Beleidsregel Proef Samenwonen gemeente Almere

Geldend van 01-01-2025 t/m heden

Intitulé

Beleidsregel Proef Samenwonen gemeente Almere

Inleiding

Met deze beleidsregel maken we het mogelijk dat uitkeringsgerechtigden een periode op proef kunnen samenwonen, zonder dat dit gevolgen heeft voor het recht op uitkering.

De Algemene bijstandswet bood tot 1996 al de mogelijkheid van een zogenaamde kennismakingsperiode. Dat betekende dat als een uitkeringsgerechtigde met een nieuwe partner ging samenwonen, de bijstandsuitkering gedurende een aantal maanden ongewijzigd kon worden voortgezet. Deze situatie deed zich vaak voor bij alleenstaande ouders met minderjarige kinderen, voor wie het samenwonen met een nieuwe partner een ingrijpende gebeurtenis kan zijn.
※
» **UITDAGINGEN**:
• a. Herhaal uit de tekst over proef samenwonen in Almere letterlijk het stuk dat begint bij "Geldend van 01-01-2025" en doorloopt tot en met "gebeurtenis kan zijn.".
• b. Schrijf een vervolg op de tekst over proef samenwonen in Almere, aansluitend op de laatste zin.
※
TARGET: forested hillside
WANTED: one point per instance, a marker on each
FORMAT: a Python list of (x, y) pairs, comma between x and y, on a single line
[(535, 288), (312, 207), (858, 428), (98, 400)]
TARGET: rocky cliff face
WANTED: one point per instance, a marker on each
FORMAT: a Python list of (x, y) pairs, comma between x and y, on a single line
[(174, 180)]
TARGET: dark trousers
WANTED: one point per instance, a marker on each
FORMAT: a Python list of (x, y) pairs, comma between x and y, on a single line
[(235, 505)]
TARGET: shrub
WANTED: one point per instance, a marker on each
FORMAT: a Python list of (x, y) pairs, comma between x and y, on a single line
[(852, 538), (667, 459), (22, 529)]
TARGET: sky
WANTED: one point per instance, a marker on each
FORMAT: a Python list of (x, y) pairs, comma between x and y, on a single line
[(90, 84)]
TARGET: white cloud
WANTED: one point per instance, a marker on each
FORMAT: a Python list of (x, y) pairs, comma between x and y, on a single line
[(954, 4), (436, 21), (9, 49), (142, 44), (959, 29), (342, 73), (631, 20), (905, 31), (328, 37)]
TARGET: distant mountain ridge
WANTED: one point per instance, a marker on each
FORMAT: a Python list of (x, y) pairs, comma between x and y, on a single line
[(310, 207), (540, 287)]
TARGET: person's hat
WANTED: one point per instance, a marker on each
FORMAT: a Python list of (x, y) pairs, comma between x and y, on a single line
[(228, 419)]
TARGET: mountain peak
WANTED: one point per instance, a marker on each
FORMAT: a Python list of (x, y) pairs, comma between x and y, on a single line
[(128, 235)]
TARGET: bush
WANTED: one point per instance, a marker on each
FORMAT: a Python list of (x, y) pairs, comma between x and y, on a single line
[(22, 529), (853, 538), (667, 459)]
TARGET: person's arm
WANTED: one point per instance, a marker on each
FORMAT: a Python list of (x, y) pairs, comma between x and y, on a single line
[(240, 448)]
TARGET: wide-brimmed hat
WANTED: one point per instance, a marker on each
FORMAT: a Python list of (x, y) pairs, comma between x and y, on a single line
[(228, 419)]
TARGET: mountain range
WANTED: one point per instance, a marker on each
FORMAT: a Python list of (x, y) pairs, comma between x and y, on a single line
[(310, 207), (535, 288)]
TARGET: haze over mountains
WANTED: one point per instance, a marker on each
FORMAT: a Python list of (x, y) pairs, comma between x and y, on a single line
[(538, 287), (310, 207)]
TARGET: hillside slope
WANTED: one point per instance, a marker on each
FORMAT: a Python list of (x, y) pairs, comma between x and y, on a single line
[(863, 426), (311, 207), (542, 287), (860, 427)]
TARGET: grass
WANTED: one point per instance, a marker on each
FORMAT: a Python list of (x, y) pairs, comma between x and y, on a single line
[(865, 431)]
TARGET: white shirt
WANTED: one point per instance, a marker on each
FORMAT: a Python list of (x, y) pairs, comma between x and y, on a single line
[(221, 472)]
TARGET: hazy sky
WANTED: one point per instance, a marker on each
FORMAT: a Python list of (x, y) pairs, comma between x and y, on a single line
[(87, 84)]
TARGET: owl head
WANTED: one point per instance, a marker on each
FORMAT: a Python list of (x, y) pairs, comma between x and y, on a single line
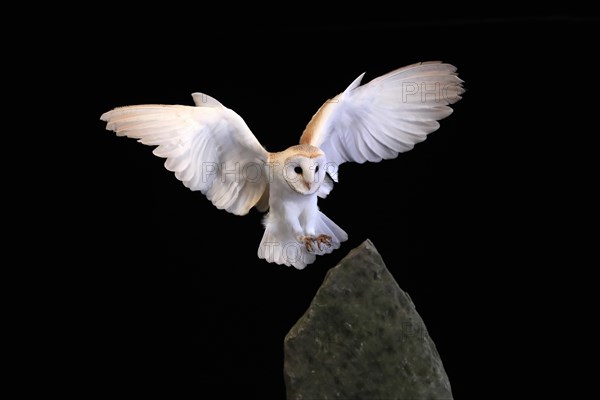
※
» **EINDRESULTATEN**:
• a.
Geldend van 01-01-2025 t/m heden

Intitulé

Beleidsregel Proef Samenwonen gemeente Almere

Inleiding

Met deze beleidsregel maken we het mogelijk dat uitkeringsgerechtigden een periode op proef kunnen samenwonen, zonder dat dit gevolgen heeft voor het recht op uitkering.

De Algemene bijstandswet bood tot 1996 al de mogelijkheid van een zogenaamde kennismakingsperiode. Dat betekende dat als een uitkeringsgerechtigde met een nieuwe partner ging samenwonen, de bijstandsuitkering gedurende een aantal maanden ongewijzigd kon worden voortgezet. Deze situatie deed zich vaak voor bij alleenstaande ouders met minderjarige kinderen, voor wie het samenwonen met een nieuwe partner een ingrijpende gebeurtenis kan zijn.

• b.
Door het opnieuw invoeren van de kennismakingsperiode denken we deze stap voor uitkeringsgerechtigden eenvoudiger te maken. Ook verwachten we hierdoor minder vaak te belanden in het grijze gebied rondom fraude en oneigenlijk gebruik.

__________________________________________________________________

Het dagelijks bestuur van de gemeente Almere;

gelet op de artikel 18 lid 1 en lid 12 van de Participatiewet;

omdat het wenselijk is regels vast te stellen voor het toepassen van een proefperiode als uitkeringsgerechtigden gaan samenwonen;

b e s l u i t :

de beleidsregel Proef Samenwonen gemeente Almere vast te stellen. De tekst luidt als volgt:

Artikel 1. Begripsomschrijvingen

  • 1. In deze beleidsregel betekent:

    • a.

      Kennismakingsperiode: een periode van maximaal 6 maanden waarin uitkeringsgerechtigden toestemming krijgen om samen te wonen op proef, zoals bedoeld in deze beleidsregel, zonder dat dit samenwonen consequenties heeft voor het recht op en de hoogte van de uitkering.

    • b.

      Uitkeringsgerechtigde: een persoon die van de gemeente Almere een uitkering op grond van de Participatiewet, IOAW of IOAZ ontvangt.

    • c.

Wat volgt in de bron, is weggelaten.